The request
Pick out each line in the rows below that contains the word "rock", and copy those lines.

Supplied records
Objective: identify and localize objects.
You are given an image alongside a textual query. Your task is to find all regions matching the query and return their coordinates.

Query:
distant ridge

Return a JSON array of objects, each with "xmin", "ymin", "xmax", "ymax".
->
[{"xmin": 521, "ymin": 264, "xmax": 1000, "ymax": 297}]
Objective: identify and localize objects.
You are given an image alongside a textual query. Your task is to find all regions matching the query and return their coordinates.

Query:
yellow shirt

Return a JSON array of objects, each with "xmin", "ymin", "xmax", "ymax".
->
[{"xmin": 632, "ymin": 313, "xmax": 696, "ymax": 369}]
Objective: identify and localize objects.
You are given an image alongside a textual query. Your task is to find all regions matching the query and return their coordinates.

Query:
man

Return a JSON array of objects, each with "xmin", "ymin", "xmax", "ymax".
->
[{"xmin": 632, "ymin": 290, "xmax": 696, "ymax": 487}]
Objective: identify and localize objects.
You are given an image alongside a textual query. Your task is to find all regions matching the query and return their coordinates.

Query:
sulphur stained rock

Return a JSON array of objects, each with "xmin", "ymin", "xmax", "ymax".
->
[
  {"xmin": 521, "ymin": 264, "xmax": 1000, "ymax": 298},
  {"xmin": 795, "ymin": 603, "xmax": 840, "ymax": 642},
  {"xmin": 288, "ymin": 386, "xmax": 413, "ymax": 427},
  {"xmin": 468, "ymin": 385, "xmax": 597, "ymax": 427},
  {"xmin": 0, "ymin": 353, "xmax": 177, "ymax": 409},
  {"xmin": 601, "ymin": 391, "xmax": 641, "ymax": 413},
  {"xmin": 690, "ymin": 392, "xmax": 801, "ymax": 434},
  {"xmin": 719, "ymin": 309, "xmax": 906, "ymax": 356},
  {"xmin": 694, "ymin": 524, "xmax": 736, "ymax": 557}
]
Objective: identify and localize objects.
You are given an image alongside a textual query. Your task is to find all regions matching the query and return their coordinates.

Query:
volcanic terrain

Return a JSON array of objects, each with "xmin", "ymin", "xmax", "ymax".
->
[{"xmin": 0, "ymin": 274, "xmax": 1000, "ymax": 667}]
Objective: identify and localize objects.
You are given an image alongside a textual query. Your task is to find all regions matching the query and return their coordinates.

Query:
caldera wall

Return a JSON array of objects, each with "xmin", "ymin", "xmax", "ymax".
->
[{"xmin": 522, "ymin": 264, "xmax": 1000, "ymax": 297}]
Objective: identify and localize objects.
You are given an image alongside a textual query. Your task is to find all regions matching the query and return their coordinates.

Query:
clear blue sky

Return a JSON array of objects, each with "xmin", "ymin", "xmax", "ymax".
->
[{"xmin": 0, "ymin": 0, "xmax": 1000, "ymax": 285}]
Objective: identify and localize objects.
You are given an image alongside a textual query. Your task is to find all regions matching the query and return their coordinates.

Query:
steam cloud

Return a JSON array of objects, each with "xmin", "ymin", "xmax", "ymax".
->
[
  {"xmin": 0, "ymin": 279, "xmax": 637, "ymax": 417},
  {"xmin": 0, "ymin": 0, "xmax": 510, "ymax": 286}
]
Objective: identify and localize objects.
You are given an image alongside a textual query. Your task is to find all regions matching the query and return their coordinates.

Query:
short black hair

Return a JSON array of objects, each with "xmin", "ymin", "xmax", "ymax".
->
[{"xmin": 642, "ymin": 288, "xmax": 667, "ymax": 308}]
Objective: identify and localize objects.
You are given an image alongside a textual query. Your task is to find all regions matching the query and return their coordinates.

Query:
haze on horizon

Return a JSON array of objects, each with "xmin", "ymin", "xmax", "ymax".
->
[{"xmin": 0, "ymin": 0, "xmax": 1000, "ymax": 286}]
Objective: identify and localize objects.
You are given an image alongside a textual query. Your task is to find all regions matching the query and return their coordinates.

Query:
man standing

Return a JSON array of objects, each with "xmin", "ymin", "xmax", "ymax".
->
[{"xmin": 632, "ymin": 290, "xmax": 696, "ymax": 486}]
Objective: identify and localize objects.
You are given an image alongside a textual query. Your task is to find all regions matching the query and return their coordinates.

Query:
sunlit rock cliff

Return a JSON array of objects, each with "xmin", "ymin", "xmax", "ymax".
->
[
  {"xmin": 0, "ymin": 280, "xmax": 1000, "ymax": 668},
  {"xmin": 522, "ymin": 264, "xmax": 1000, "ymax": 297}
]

Output for this exercise
sulphur stained rock
sunlit rock cliff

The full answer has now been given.